START DATASET

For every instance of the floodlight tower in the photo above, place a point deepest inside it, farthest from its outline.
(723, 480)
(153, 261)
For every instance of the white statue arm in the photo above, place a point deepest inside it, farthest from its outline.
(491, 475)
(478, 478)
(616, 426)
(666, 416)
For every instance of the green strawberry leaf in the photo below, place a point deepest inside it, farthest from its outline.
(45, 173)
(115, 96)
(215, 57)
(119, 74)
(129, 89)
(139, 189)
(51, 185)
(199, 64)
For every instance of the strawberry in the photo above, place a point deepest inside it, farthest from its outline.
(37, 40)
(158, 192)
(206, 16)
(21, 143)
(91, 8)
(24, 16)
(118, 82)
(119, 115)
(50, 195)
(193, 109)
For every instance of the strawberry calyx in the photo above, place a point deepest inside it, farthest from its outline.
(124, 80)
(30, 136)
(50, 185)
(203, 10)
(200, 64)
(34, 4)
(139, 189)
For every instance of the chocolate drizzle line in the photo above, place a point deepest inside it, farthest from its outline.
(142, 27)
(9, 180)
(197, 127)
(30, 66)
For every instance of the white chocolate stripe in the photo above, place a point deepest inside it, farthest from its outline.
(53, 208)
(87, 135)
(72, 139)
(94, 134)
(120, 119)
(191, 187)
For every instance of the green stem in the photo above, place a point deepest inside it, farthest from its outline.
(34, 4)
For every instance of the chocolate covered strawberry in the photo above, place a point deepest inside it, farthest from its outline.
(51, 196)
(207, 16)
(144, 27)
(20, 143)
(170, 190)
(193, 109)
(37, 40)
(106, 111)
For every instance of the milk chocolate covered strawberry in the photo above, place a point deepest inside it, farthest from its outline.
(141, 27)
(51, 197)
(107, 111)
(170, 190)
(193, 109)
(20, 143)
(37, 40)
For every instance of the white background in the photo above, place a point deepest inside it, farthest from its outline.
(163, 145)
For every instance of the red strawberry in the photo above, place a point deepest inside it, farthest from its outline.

END DATASET

Nothing but the lines from the one with "For every instance of the milk" through the end of the data above should be repeated, each exactly as it stands.

■ WORKED SOLUTION:
For every instance of the milk chocolate covered strawberry in the photo above, place a point deepest inside it, farthest from its outline.
(141, 27)
(51, 197)
(107, 111)
(170, 190)
(193, 109)
(20, 143)
(37, 40)
For every instance of the white background in the photo above, place a point deepest inside it, farthest from its outline.
(163, 145)
For every instance of the red strawberry in the photo above, place a point deepest inside it, farthest from its outline.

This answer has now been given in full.